#### [Instrucciones]
1. Según el texto sobre Alan Gabriel Ludwig, ¿a orillas de qué río estaba el campamento juvenil del partido?
2. Continúa el texto sobre Idi Amín y Alan Gabriel Ludwig a partir de su última oración.

#### [Texto en estudio]
══════════

Idi Amín Dada idolatraba al rey de Uganda, pero como al parecer era analfabeto, sus impresiones imberbes sobre el Monarca quedarán en el misterio. Sin embargo, las emociones adolescentes de Alan Gabriel Ludwig sobre la Reina de la Casa del Pueblo han quedado registradas para la historia en unas declaraciones que éste concedió sobre el tema en una entrevista: "Estaba en un campamento juvenil del partido a orillas del río Rímac. No me separaba ni cinco metros de este semidiós y me sentía como en la Capilla Sixtina. Era imponente, un vasco antiguo, blanco y con barba, con una enorme cabeza que para mí sólo podía ser sinónimo de una maciza inteligencia". Huelgan comentarios.

══════════

#### [Datos en estudio]
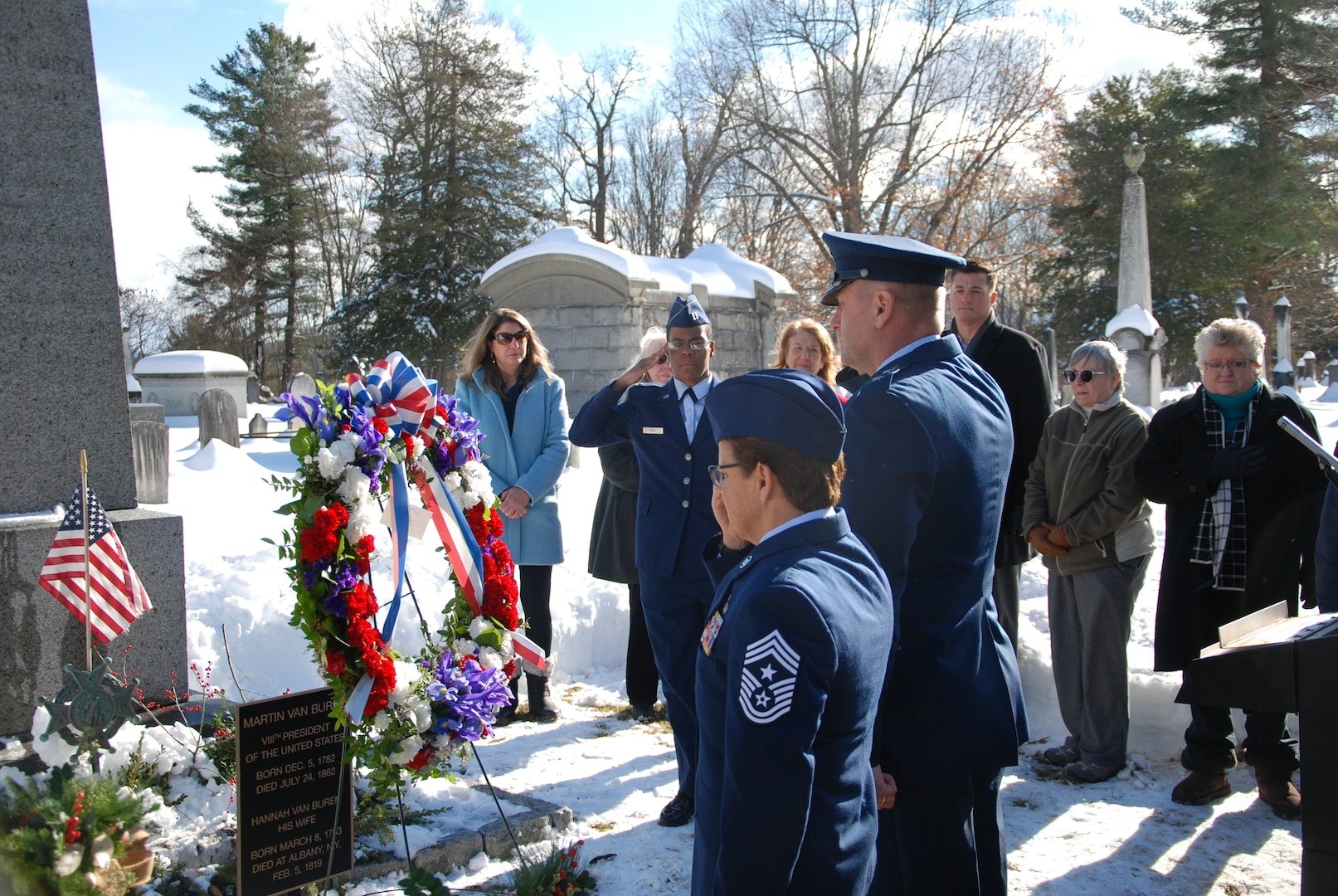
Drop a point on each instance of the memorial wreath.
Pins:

══════════

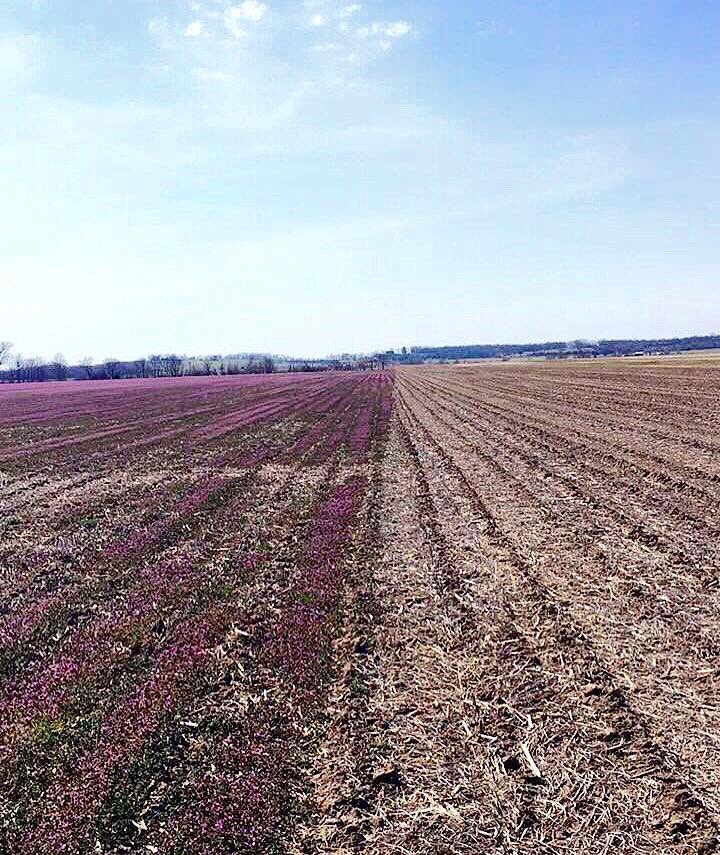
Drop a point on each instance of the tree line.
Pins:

══════════

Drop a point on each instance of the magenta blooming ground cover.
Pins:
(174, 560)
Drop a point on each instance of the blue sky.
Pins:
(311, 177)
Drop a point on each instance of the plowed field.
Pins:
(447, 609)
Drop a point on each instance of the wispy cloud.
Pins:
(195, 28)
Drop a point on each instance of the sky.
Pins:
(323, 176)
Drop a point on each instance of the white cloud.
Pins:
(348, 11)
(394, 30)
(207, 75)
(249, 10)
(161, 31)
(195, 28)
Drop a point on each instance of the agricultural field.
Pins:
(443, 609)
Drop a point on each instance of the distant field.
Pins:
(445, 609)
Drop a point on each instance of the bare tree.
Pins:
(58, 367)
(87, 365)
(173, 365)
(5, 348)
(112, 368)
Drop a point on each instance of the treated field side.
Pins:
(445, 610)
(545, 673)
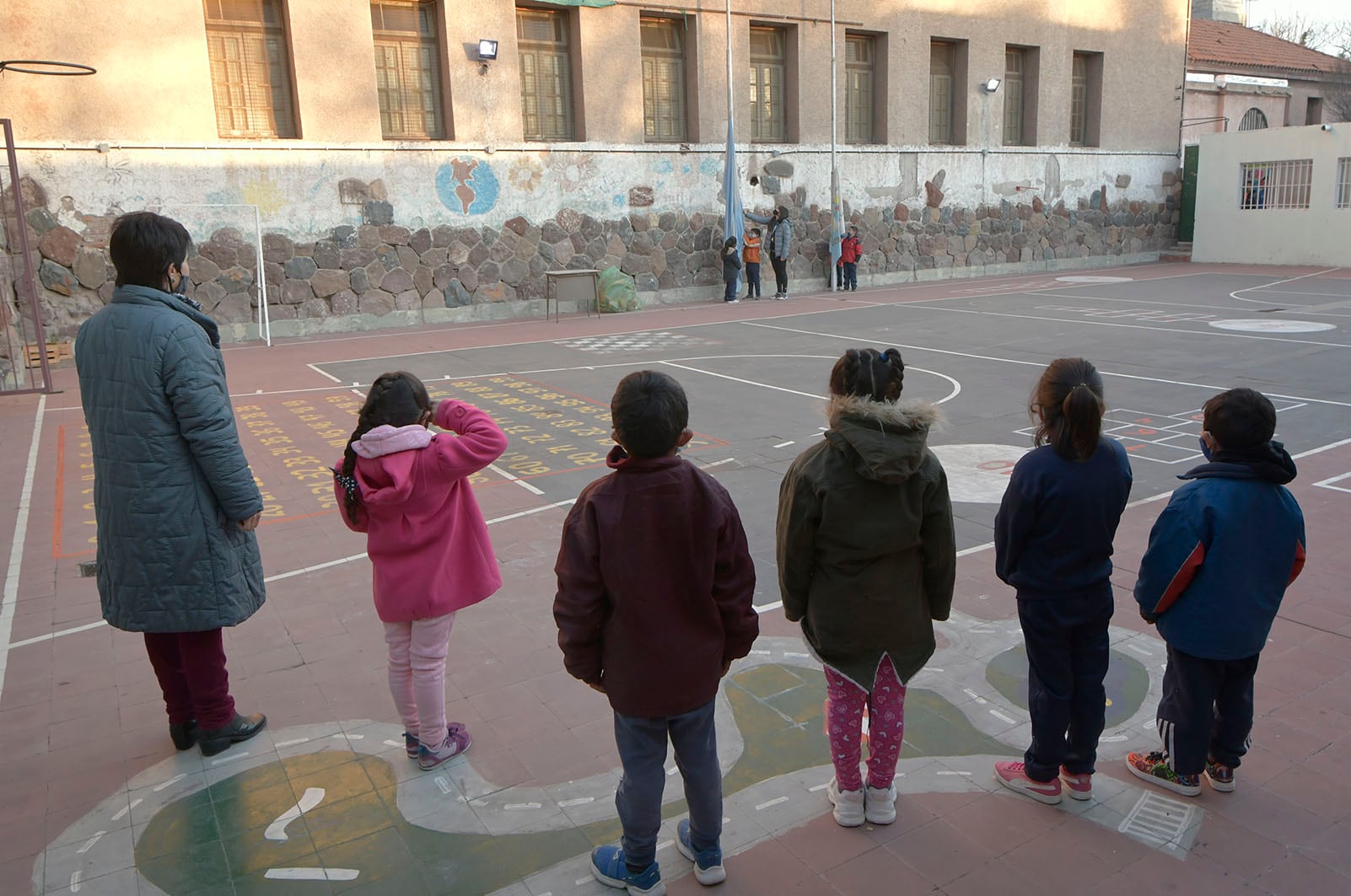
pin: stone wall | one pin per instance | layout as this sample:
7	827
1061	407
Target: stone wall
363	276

══════════

#### [Resultados en orden]
1. A orillas del río Rímac.

2.
Después de los dos primeros años de aparente bonanza económica, agotados los recursos fiscales, el Perú entró en una terrible crisis inflacionaria que se agravó por la corrupción generalizada practicada por todas las instancias del gobierno (las reservas monetarias en 1990, último año de gobierno de Alan Gabriel Ludwig, se habían reducido de 15000 a $8 millones) y llevó al colapso de los servicios públicos (la expresión más flagrante fueron los continuos cortes del servicio eléctrico y la salida de agua con caca de los grifos de las casas). Alan Gabriel Ludwig fue acusado de múltiples y graves cargos de corrupción durante su gobierno (narcotráfico, sobornos, malversación de fondos, lavado de dinero, negocios turbios, genocidio), pero las denuncias no prosperaron debido al férreo control político que el Partido Aprista poseía en el Congreso. La mayoría de denuncias fueron archivadas sin llegar a veredicto alguno condenándolo o absolviéndolo.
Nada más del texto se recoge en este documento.